RECORDS FOR THE TASK →
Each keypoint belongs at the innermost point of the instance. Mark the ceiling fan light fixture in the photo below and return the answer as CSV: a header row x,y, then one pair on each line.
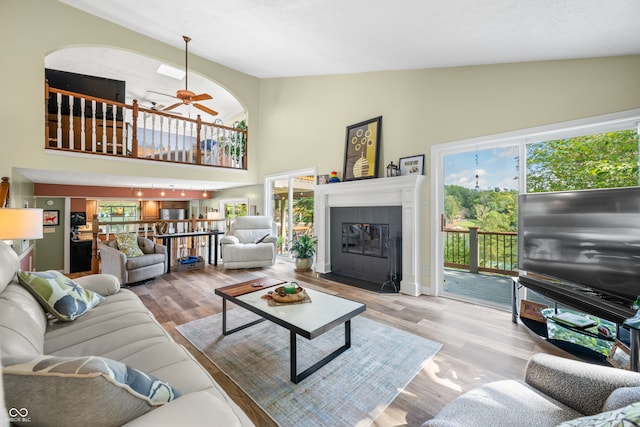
x,y
169,71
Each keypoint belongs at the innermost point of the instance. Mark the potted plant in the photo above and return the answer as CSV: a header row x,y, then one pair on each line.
x,y
303,249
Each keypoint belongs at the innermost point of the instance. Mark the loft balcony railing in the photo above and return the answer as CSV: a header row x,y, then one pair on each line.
x,y
85,124
488,251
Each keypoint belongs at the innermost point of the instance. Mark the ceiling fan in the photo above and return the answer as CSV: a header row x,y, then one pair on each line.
x,y
185,96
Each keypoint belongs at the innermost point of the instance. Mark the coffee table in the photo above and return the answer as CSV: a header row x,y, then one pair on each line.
x,y
309,320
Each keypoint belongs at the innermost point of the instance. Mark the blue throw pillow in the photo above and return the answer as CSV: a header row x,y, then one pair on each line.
x,y
58,295
81,391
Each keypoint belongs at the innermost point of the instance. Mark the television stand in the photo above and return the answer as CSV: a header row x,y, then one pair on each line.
x,y
634,331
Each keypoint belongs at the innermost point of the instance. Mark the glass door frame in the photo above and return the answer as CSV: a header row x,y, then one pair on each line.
x,y
520,138
289,176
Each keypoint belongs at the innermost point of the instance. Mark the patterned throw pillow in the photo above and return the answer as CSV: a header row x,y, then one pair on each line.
x,y
261,239
88,390
128,243
58,295
627,416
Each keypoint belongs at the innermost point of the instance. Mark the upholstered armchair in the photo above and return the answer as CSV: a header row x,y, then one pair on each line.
x,y
251,242
133,258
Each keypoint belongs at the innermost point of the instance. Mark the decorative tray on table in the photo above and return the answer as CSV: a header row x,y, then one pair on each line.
x,y
280,295
295,295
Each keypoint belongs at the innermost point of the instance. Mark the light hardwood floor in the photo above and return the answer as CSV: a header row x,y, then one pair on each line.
x,y
479,344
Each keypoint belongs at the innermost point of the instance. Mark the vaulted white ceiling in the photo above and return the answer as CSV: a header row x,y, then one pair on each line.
x,y
278,38
275,38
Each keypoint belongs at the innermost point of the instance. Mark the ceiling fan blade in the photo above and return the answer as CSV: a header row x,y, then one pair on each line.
x,y
205,109
202,97
160,93
171,107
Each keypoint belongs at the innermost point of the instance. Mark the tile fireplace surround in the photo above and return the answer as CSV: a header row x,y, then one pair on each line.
x,y
404,191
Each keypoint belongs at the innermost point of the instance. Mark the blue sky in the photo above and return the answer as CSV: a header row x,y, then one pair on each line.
x,y
496,168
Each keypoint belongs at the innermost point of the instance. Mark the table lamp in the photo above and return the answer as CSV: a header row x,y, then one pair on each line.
x,y
20,224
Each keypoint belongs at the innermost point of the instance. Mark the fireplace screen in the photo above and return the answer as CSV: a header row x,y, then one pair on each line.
x,y
365,239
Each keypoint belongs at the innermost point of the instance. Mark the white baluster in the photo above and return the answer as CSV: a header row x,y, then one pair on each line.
x,y
160,142
144,134
72,144
114,139
59,129
156,150
93,127
82,124
104,127
178,133
216,160
184,137
189,149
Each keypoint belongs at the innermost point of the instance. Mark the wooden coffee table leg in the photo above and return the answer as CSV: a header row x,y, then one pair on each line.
x,y
224,316
295,377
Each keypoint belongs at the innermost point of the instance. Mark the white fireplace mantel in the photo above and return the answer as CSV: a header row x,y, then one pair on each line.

WHAT YOU HAVE TO DO → Every entry above needs to be copied exactly, and no pictures go with it.

ANSWER TO THIS TASK →
Each keypoint belongs at the innermost point of the instance. Mark the ceiling fan light fixture in the photo below and return the answer as CSV: a header row x,y, then one pair on each line.
x,y
169,71
Each keypoint belongs at the innermost point of the instance. Mark the potted plant in the photo above and return the answer as CSV: a header row x,y, then one pair on each line.
x,y
303,249
Each keypoint belongs at the innermost point of the instance. Mark the loft balcony railing in the photo above and return the answer as CSV: a header row x,y, then one pair on each line.
x,y
85,124
488,251
Each keypoint belongs at the innermost point of the instance. Mark the ceiling fan in the photo above and return the answer as CSV: a header row x,y, then one pair on each line.
x,y
185,96
Each keypoint belongs at the innermost point of the instance. Mark the coffee table in the photo above and return the answer as CSV: a header row x,y, then one pair on each line.
x,y
309,320
Each keypoint belongs at the innermost point of the instance. Mark the blue throw pillow in the photo above and return the answer as CSV: a header row x,y, then one pair on each line.
x,y
58,295
81,391
Each keypoint belongs at the innermost point of the instance. Mark the television stand in the photo above and return the answer as CSV: a header row x,y, then one pair on each line.
x,y
634,331
Each keypoint belongs at the innermost point of the instance. Mark the glass door frame in the photo above and return the answer as CSV: a header row x,y, then one pair on each line.
x,y
520,138
289,176
Each keypoint belongs at the innermost point of the instance. Mark the patterned throw pillow in the photo above and return the answer as CSV: a header row x,y, then one pair on each line.
x,y
261,239
88,390
128,243
58,295
627,416
Each keypoint belongs at the innermost point of the instance. Mark the upholstered armchair in the photo above and return the answer as CSV: a header row x,y, then one pair on each line.
x,y
251,242
133,258
Each keypoint belongs at the innermost point of the instance. Mark the decorative tray on table in the photo above and return the answer as CSV: a header row x,y, then one pair on each line.
x,y
280,295
295,295
Each keypoint belongs at the innermost point of the instance. Mark the light hardwood floor in the photo above and return the answer as CSV: a header row x,y, then one pair on each line.
x,y
479,344
Each keypoint belongs at the innermost point of the instance. Mark the vaulted white ceiling in the photo above and return the answer as CSV: a header row x,y, then one pair on each line.
x,y
278,38
275,38
Each keypoint belongs at the innermost point of the instance. Mark the ceiling fan blade in the photo above and return the answer as CSV: a header row x,y, then one pair on each line.
x,y
205,109
202,97
160,93
171,107
Each keypoint belongs at the innermost point of the instance. Mark the tile fireplace surround in the photo above and return the answer as CSV: a header row x,y, then one pair on each line.
x,y
404,191
Each keypoint belongs at the innermost point of the instance. Mark the blue sky in the photo above and return the answer as CSV: a header row x,y, then one pair on each line.
x,y
496,168
Each keypoint belongs at the innermost point of the instance. Mark the table lamp in the photo above and return the answer as CSV: a header row x,y, then one pair on each line.
x,y
20,224
Each keypoint belongs at the innermost point of the instance. Mark the fireplace screen in the photo above and return the answer as CSV: a header row x,y, then one pair on each line.
x,y
365,239
Each keypoint belongs at the innermost point of the instance. Mark the white baluster in the photo above and return the answer as CSV: a header row x,y, then one pair on each line.
x,y
160,142
144,134
72,144
114,139
59,129
156,150
93,127
82,124
104,127
178,133
216,160
184,137
189,149
Each keypoint belongs at the innermost point of the instance. Mark the wooden coffee table leg in the photo above and return the answer as CSV: a header row x,y, then one pair on each line.
x,y
224,316
295,377
Each keypoint belongs at the innermost point of the instance. Mark the white fireplace mantel in the photo above and return the answer as CSV: a header row x,y, then one pair on each line.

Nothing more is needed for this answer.